- WHAT TO WORK ON:
The answer must be a single number: how many lines in the entries hold the string "JSON".

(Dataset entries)
--- START ---

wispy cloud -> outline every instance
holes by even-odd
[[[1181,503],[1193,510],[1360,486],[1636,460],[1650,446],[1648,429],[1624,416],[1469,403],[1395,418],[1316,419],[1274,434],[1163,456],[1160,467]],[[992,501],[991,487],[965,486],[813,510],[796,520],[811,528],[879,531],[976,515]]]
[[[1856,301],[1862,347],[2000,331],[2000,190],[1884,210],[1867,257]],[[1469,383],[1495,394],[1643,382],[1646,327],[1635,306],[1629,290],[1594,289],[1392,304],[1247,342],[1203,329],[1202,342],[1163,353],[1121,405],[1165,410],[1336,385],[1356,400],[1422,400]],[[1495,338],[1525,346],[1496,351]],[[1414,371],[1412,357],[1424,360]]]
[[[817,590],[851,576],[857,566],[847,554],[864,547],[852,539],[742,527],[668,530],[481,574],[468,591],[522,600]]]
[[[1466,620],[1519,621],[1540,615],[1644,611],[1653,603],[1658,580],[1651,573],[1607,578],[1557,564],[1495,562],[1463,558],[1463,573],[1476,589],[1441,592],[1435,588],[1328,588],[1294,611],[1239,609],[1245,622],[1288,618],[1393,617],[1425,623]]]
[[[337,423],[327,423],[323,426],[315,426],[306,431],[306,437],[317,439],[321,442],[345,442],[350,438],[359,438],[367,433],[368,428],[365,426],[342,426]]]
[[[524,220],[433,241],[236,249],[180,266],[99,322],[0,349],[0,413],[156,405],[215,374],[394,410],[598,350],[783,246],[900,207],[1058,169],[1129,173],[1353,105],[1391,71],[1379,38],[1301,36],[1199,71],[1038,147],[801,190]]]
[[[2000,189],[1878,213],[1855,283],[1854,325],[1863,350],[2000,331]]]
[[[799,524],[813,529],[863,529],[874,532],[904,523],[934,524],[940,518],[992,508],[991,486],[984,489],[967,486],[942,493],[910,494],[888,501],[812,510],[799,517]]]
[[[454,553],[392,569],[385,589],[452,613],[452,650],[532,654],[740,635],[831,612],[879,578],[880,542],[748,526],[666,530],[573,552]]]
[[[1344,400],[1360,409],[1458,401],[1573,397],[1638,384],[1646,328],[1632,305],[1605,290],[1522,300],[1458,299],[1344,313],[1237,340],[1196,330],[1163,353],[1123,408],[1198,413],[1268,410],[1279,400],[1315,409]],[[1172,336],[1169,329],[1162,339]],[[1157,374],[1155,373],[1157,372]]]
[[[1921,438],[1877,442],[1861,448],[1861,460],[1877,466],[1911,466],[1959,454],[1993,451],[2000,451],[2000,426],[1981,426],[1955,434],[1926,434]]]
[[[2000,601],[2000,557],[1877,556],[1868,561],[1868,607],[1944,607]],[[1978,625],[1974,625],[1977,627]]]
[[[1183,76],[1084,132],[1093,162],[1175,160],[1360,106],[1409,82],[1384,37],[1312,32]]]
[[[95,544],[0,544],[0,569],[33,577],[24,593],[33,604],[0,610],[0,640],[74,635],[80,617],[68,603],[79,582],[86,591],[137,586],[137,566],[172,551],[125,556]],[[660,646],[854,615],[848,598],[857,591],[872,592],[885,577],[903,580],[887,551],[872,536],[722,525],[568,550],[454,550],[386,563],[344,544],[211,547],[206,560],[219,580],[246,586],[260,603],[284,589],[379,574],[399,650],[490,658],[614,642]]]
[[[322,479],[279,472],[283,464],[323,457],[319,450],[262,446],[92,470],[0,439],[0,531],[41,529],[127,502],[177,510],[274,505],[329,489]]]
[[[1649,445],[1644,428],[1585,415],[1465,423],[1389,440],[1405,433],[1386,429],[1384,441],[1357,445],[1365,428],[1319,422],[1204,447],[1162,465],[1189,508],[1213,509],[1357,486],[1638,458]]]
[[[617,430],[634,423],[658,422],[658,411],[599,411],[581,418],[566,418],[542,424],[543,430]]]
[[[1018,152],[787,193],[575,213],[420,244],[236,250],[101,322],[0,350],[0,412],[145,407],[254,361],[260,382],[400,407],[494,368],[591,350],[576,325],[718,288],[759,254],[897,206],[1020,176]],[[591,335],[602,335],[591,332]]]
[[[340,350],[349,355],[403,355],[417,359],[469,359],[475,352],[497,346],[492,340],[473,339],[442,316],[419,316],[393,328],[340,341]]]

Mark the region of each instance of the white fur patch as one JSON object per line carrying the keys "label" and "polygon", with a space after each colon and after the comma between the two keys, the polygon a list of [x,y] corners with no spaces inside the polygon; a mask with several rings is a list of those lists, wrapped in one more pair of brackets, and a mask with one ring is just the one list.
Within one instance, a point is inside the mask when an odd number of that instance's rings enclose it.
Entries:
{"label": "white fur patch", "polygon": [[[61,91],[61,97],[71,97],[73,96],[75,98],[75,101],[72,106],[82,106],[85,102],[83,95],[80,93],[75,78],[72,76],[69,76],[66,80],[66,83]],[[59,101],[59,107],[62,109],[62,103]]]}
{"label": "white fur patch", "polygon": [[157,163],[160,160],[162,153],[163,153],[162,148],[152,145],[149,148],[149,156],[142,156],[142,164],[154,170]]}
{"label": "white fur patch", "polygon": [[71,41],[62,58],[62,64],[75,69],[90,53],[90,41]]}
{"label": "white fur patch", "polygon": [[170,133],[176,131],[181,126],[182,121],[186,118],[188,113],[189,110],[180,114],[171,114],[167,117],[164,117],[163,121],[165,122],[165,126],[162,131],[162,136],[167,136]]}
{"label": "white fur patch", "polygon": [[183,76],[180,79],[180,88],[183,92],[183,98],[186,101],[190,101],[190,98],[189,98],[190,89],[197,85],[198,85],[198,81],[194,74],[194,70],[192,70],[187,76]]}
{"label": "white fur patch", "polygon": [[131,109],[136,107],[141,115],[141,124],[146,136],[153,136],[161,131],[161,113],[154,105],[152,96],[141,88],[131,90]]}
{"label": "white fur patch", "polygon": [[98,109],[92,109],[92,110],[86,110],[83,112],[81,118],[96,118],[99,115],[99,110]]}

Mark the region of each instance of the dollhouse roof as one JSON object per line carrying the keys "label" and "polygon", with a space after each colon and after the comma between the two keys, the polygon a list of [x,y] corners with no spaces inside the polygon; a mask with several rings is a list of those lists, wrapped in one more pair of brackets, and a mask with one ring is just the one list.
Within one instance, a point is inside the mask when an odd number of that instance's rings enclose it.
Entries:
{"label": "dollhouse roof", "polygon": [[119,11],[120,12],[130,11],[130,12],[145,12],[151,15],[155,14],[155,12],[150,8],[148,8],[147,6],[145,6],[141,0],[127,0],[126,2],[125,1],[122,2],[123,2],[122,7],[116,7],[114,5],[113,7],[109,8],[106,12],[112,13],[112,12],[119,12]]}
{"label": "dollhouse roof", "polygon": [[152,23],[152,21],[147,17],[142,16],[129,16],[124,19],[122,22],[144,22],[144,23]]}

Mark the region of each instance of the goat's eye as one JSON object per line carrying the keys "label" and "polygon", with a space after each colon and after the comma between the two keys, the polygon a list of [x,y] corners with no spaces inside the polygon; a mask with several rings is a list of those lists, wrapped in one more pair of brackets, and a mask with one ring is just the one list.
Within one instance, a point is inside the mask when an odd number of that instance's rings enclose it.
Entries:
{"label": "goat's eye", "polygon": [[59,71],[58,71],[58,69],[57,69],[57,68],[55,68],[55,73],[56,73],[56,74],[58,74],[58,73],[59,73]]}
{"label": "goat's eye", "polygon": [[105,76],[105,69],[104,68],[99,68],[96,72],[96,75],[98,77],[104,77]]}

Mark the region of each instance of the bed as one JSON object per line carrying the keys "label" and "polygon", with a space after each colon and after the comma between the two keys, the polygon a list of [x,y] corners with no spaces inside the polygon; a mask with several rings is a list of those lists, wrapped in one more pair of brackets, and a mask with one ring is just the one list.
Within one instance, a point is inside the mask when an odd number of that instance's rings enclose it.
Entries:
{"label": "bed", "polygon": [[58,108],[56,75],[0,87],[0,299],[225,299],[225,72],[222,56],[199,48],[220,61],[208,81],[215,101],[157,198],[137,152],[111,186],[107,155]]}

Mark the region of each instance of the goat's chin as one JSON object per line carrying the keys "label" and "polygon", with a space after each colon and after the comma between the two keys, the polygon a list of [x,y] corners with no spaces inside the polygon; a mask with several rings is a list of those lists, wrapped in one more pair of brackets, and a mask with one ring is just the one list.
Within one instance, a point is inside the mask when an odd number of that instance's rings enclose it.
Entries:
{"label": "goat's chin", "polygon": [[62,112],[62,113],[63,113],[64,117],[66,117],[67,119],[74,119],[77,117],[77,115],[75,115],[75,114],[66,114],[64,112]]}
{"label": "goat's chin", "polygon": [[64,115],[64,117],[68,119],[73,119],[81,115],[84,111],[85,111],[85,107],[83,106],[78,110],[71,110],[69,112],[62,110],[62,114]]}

--- END ---

- WRITTEN RESPONSE:
5